↓↓↓
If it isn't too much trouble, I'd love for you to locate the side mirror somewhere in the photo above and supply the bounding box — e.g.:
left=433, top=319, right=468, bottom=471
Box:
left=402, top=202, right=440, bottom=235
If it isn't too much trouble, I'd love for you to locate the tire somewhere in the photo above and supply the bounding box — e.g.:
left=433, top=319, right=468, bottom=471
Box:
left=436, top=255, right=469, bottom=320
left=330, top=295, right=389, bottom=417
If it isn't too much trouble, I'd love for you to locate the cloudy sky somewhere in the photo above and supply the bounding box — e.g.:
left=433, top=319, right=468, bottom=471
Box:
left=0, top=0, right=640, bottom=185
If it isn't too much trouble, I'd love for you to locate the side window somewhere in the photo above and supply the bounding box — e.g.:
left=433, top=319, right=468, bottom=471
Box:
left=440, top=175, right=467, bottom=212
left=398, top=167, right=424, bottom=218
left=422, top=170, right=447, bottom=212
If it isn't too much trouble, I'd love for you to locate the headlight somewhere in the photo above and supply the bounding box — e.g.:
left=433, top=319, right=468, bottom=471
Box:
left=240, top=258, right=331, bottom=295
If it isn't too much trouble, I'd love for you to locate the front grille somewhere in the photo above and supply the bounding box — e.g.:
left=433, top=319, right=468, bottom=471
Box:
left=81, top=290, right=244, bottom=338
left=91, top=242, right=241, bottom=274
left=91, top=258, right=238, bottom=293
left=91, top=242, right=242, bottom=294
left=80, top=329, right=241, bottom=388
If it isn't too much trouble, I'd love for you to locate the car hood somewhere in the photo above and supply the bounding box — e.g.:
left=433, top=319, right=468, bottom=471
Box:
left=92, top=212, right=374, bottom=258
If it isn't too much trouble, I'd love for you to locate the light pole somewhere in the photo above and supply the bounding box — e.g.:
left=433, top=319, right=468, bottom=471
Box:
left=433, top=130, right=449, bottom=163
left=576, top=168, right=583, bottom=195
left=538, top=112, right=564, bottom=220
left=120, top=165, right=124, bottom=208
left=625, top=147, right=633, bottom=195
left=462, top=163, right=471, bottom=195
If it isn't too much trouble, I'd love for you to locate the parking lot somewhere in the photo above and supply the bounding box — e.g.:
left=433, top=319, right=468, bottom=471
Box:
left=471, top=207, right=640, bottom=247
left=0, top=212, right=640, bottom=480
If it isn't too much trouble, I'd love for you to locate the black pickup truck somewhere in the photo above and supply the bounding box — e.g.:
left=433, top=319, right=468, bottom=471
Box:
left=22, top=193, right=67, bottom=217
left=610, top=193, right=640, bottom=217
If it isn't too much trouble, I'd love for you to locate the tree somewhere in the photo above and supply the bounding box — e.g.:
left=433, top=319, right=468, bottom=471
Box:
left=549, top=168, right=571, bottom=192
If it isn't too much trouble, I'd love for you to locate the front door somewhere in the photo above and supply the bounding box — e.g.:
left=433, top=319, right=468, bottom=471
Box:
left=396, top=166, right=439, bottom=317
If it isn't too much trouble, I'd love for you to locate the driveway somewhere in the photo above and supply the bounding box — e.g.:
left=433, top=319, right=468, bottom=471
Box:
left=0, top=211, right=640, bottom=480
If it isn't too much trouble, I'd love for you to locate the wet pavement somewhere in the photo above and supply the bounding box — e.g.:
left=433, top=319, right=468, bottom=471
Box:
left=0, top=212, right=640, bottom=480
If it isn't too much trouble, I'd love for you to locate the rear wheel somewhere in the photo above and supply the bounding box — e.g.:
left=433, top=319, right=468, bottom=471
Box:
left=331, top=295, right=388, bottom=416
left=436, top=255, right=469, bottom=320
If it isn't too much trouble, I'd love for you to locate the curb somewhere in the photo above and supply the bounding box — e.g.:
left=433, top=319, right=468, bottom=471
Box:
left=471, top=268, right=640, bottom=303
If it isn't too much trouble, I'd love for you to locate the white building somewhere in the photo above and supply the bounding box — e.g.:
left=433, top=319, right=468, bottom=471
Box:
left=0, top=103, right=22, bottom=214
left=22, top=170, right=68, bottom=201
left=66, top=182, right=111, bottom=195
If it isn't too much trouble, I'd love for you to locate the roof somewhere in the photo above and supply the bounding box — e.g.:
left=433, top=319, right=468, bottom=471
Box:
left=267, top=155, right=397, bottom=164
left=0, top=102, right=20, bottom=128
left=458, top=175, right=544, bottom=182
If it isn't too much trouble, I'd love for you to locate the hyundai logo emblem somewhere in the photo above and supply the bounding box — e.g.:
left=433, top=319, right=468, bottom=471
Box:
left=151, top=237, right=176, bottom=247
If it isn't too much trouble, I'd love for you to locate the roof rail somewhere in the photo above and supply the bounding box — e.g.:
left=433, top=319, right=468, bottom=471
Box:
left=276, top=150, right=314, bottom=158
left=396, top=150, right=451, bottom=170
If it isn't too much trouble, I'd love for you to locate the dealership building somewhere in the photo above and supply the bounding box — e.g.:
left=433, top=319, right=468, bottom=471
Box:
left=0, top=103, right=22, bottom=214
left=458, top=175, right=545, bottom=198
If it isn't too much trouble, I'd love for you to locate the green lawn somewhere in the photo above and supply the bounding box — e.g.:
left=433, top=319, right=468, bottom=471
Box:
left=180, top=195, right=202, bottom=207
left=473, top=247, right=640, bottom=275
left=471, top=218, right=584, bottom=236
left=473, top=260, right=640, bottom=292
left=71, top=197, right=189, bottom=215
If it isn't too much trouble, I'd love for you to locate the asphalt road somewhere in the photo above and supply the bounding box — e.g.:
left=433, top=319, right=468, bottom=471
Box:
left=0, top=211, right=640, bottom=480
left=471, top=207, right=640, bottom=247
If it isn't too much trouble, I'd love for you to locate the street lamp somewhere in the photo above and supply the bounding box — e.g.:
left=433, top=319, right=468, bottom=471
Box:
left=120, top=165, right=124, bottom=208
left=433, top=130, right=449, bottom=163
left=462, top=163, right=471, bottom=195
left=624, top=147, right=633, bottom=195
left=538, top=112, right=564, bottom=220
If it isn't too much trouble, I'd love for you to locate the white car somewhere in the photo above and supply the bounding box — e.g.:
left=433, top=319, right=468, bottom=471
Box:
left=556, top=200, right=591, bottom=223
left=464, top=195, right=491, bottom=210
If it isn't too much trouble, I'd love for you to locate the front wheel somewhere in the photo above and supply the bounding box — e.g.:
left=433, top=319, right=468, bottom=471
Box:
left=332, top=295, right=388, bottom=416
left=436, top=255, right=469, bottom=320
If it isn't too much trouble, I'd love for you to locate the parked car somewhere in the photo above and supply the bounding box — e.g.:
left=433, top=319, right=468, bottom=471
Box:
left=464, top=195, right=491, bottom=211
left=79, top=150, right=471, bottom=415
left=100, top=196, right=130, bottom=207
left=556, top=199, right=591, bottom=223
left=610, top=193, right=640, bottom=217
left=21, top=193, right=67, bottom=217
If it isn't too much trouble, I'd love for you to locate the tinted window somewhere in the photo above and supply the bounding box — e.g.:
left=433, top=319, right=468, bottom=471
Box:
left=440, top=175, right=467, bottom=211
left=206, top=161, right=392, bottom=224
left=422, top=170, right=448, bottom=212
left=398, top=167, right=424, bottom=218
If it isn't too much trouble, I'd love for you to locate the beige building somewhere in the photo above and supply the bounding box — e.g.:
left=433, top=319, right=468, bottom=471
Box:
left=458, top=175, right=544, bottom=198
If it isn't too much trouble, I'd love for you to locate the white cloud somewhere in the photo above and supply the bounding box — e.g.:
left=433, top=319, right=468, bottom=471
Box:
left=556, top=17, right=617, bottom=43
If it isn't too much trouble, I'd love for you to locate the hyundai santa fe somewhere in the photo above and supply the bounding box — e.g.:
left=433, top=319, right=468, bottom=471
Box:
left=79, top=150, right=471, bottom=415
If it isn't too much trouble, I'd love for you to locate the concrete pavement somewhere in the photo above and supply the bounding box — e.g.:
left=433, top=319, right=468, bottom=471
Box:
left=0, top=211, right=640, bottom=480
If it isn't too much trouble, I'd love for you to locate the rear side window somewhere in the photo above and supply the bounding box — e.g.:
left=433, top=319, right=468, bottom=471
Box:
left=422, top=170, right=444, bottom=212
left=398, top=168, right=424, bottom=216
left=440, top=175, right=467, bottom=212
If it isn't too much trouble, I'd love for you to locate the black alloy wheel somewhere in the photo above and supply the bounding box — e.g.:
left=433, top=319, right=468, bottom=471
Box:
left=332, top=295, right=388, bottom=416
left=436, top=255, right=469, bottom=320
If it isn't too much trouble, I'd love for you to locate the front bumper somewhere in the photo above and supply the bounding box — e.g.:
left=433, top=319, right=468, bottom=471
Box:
↑↑↑
§ Written problem
Please copy word for word the part that opens with the line containing "the white building" and closes with the line containing "left=396, top=150, right=451, bottom=170", both of those lines included.

§ Result of the exercise
If it isn't too much trouble, I'd love for you to locate the white building somewhere in the photo above and supply the bounding box — e.g.:
left=433, top=319, right=468, bottom=471
Box:
left=0, top=103, right=22, bottom=214
left=22, top=170, right=68, bottom=201
left=66, top=182, right=111, bottom=195
If it isn't too much trouble, I'd love for you to locate the roof somewhere in the photo above and supply the bounding box — e.g.:
left=433, top=319, right=468, bottom=471
Box:
left=267, top=155, right=397, bottom=164
left=0, top=102, right=20, bottom=128
left=458, top=175, right=544, bottom=182
If it isn't too much trouble, I'd love for you to locate the hyundai logo emblem somewhere in the photo above and supply the bounding box — e.g.:
left=433, top=319, right=468, bottom=471
Box:
left=151, top=237, right=176, bottom=247
If it isn't too much trouble, I'd love for you to locate the roof rail somewhere in the photo above and supply the bounding box — e.g.:
left=433, top=319, right=468, bottom=471
Box:
left=276, top=150, right=314, bottom=158
left=396, top=150, right=451, bottom=170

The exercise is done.